Byron Central Hospital, emergency. Photo Cathy Adams / The Northern Star
Byron Central Hospital, emergency. Photo Cathy Adams / The Northern Star Cathy Adams

'It missed the point': Patient slams hospital investigation

Monday 3.23pm: DEBATE between a stroke patient and the Northern NSW Local Heath District continues to escalate about the adequacy of emergency protocols at Byron Central Hospital.

Coorabell resident Paul Rea said he responded to the health district's letter about the outcome of the investigation into the hospital's decision to not call an ambulance when he arrived at the hospital on March 27.

He said the letter, from the Northern NSW Local Health District CEO Wayne Jones, left him with unanswered questions as to why it was left to his wife to transport him to John Flynn Hospital and not an ambulance. 

In a statement to The Northern Star, Mr Jones addressed some of the concerns Mr Rea expressed in response to the letter.

Mr Jones said the situation wasn't ideal despite Mr Rea being given the green light by medical staff to travel to John Flynn Private Hospital via private transport.

"It is regrettable that the option of being transported by Ambulance was not provided to Mr Rea and his wife," Mr Jones said.

Mr Jones confirmed an ambulance wasn't requested due to medical staff declaring Mr Rea stable enough to travel with his wife by car.

He said it was "not uncommon for clinicians to allow patients to travel privately between hospitals during their treatment" depending on the patient's condition.

Records in a dataset:
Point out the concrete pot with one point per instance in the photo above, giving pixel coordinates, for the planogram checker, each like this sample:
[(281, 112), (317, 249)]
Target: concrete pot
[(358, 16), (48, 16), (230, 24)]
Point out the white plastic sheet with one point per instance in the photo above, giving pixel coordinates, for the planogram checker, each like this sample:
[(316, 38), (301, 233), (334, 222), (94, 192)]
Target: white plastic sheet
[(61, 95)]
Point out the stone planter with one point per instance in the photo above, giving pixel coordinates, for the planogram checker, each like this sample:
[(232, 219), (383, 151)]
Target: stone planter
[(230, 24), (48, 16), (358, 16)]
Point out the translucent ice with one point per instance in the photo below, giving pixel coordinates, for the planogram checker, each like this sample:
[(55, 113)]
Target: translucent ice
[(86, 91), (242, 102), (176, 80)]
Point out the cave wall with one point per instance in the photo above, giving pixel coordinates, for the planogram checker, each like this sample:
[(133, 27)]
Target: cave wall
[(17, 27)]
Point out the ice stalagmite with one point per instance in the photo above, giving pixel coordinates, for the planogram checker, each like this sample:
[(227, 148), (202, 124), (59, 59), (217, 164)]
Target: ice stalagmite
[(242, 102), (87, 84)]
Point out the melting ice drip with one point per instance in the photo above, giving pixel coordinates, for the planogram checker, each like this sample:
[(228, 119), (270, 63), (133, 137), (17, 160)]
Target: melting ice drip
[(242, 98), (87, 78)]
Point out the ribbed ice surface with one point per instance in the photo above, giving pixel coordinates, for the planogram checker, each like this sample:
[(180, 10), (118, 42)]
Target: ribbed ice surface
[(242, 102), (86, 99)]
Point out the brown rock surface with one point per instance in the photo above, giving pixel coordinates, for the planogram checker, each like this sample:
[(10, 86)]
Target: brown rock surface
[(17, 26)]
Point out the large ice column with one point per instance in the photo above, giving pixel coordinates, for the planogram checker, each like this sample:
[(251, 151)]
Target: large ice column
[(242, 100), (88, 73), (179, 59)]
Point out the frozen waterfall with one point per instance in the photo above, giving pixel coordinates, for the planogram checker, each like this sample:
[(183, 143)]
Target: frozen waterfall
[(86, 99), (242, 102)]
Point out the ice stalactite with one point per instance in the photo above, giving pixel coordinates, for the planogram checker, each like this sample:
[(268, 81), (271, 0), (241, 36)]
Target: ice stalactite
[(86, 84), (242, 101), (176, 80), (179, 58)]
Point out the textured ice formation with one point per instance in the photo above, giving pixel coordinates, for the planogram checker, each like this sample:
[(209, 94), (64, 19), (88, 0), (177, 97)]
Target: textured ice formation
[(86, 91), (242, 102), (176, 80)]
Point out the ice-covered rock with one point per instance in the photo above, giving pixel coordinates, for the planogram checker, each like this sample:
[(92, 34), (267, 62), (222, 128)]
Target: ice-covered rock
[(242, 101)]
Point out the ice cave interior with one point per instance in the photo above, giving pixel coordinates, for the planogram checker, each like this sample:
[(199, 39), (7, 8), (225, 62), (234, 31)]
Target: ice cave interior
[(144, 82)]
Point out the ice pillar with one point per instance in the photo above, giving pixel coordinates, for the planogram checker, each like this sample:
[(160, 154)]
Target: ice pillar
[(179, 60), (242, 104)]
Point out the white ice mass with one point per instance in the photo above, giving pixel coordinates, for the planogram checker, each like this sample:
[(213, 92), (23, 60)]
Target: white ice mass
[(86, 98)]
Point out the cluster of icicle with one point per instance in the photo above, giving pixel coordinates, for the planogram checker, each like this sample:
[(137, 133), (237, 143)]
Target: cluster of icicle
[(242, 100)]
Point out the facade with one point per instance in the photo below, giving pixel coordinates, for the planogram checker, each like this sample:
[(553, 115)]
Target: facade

YOUR INSTRUCTIONS | Please copy the stretch of the hospital article from "He said the" through "wife by car.", word for word. This material has no connection to the hospital article.

RESULT BELOW |
He said the letter, from the Northern NSW Local Health District CEO Wayne Jones, left him with unanswered questions as to why it was left to his wife to transport him to John Flynn Hospital and not an ambulance. 

In a statement to The Northern Star, Mr Jones addressed some of the concerns Mr Rea expressed in response to the letter.

Mr Jones said the situation wasn't ideal despite Mr Rea being given the green light by medical staff to travel to John Flynn Private Hospital via private transport.

"It is regrettable that the option of being transported by Ambulance was not provided to Mr Rea and his wife," Mr Jones said.

Mr Jones confirmed an ambulance wasn't requested due to medical staff declaring Mr Rea stable enough to travel with his wife by car.